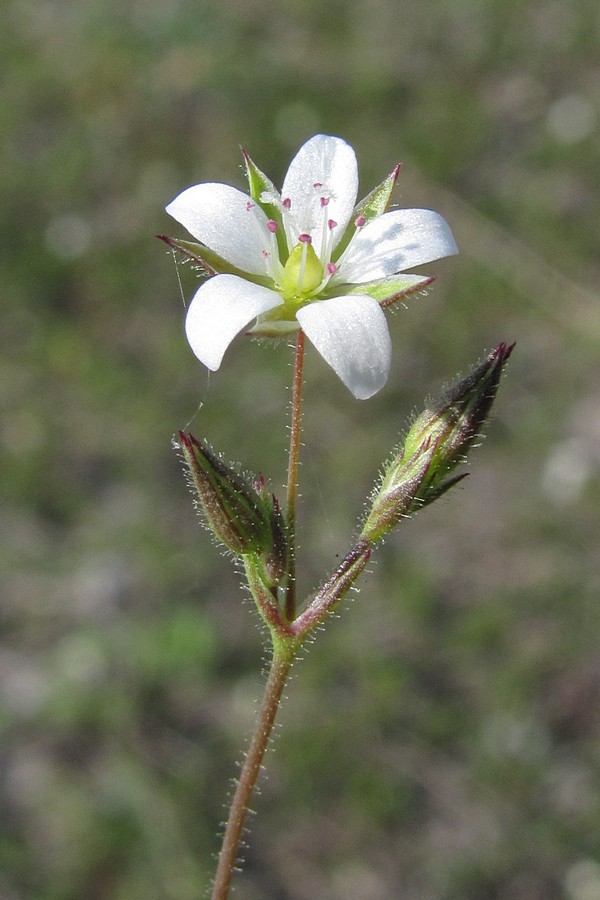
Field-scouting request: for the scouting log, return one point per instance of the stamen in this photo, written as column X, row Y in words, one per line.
column 305, row 245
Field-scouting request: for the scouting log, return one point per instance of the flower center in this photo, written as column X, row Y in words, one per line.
column 302, row 273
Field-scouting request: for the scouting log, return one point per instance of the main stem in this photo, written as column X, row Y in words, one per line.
column 292, row 481
column 283, row 656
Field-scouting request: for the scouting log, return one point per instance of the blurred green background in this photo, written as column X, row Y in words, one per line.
column 441, row 738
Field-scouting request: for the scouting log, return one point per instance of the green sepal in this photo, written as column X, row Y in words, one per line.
column 386, row 291
column 371, row 206
column 233, row 510
column 377, row 201
column 260, row 185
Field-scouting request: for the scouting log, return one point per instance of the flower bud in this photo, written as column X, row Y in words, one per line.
column 436, row 443
column 246, row 520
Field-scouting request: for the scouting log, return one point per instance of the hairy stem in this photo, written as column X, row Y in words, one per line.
column 292, row 479
column 283, row 656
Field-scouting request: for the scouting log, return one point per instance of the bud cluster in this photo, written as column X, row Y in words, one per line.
column 437, row 442
column 242, row 515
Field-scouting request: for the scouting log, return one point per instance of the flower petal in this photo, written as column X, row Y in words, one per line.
column 351, row 334
column 219, row 310
column 226, row 221
column 324, row 166
column 394, row 242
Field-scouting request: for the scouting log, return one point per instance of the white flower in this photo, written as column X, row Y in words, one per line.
column 308, row 258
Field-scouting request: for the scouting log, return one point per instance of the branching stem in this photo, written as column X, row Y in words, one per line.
column 283, row 656
column 292, row 480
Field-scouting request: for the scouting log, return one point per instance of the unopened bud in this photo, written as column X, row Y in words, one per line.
column 436, row 443
column 243, row 518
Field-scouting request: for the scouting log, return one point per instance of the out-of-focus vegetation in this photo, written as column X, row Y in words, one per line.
column 441, row 738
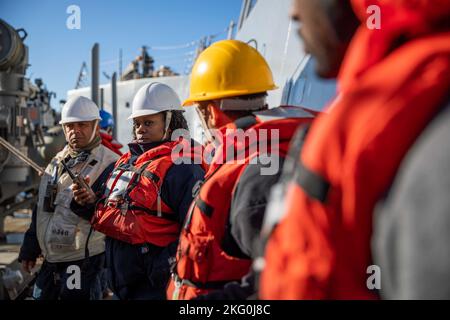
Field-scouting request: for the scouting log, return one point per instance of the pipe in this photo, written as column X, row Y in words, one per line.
column 114, row 102
column 95, row 73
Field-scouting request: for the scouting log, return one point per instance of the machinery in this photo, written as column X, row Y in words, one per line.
column 27, row 122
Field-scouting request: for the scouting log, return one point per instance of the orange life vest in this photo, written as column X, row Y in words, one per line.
column 133, row 210
column 321, row 248
column 110, row 143
column 202, row 264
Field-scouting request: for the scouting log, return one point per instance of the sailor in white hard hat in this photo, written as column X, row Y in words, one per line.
column 153, row 192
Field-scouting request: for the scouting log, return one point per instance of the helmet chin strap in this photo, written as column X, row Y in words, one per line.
column 167, row 124
column 208, row 134
column 94, row 131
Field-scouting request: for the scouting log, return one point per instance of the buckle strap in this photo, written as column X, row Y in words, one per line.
column 209, row 285
column 164, row 215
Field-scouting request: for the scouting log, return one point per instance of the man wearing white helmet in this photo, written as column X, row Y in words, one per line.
column 146, row 197
column 73, row 253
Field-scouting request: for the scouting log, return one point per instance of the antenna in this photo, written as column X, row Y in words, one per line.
column 82, row 76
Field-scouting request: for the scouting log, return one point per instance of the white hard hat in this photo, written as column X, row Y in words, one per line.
column 78, row 109
column 153, row 98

____________________

Rewrite every one of the rows above, changing "scouting log" to "survey record" wherever it occurs and leaving everything else as it is. Omit the pictures.

#### OUTPUT FOR THIS EXERCISE:
Field-scouting request: for the survey record, return one point per instance of the stamen in this photo, written as column X, row Y in words, one per line.
column 305, row 245
Field-scouting request: for the survey record, return one point per instance of the flower center in this photo, written as column X, row Y in words, one per line.
column 302, row 273
Field-scouting request: for the survey record, return one point per instance of the main stem in this photo, written as column X, row Y in words, one per line.
column 292, row 481
column 283, row 656
Field-scouting request: for the survey record, return one point per instance of the blurred green background in this photo, written as column X, row Y in words, one per line.
column 441, row 738
Field-scouting request: for the survey record, return one point per instance of the green sepal in this photo, written as column X, row Y in words, one per line.
column 386, row 291
column 371, row 206
column 233, row 510
column 377, row 201
column 260, row 185
Field-scouting request: for the survey record, return one point per instance of the flower bud in this photo, written as column X, row Y in words, one per line.
column 436, row 443
column 246, row 520
Field-scouting request: for the survey record, return one point per instance of the hairy stem in this photo, written as column X, row Y in words, one per line.
column 292, row 479
column 283, row 656
Field-scouting request: for the survey record, return one point per instance of the bud cluster in this photo, written as column X, row Y in words, one per line.
column 437, row 442
column 242, row 515
Field-scouting request: for the survey record, return one point per instance of the flower petal in this photo, written as column X, row Y in words, one per line.
column 351, row 334
column 219, row 310
column 226, row 221
column 324, row 166
column 394, row 242
Field-scouting request: for the survey record, return one point per instance of the white flower in this photo, written as column X, row Y in words, one per line.
column 308, row 258
Field-scouting request: for the survey record, return one point per instance of the branching stem in this photo, written as column X, row Y in words, one per line.
column 283, row 656
column 292, row 480
Field-scouting request: for the survey record, return one point per instance of the unopened bud in this photo, written as column X, row Y in words, one per line.
column 436, row 443
column 243, row 518
Field-scouting request: for the survey record, return one point per instance of the out-of-focus vegetation in this photo, written as column X, row Y in words, one per line.
column 441, row 738
Field-scouting request: for the survey record, return one point per instance of the pipe in this photo, written as column X, row Y in words, one per line.
column 114, row 102
column 95, row 73
Field-scouting request: for the survey record, return one point per instance of the machinery in this photo, written as column X, row Y in words, one per line.
column 27, row 122
Field-scouting request: for the survey record, return one point per instance of the orange life vest in this photo, written as column X, row Y in words, one per line.
column 133, row 210
column 321, row 248
column 110, row 143
column 202, row 264
Field-scouting request: for the survey record, return one point per instance of the sailor in white hard hat in this photo, written as column X, row Y in words, one per line.
column 153, row 192
Field-scouting request: for the survey record, return one point per instance of the helmet chin strap in this photo, written as column X, row Y in words, one per line.
column 167, row 124
column 208, row 134
column 94, row 131
Field-scouting request: for the survey record, return one point per instance of the buckle strap in this photo, written as column X, row Y in words, one per line.
column 209, row 285
column 164, row 215
Field-scouting request: for the survey record, return one point per instance of the man wearing white helmet in this photo, written as column X, row Y in words, one per line.
column 146, row 197
column 73, row 253
Field-scouting request: for the survey record, return one point per instance of the antenna in this photo, written as column X, row Y in words, one per line.
column 82, row 76
Field-scouting request: for the survey record, return one point per instance of the white hard hat in this photo, written as column X, row Y in words, one per line.
column 78, row 109
column 153, row 98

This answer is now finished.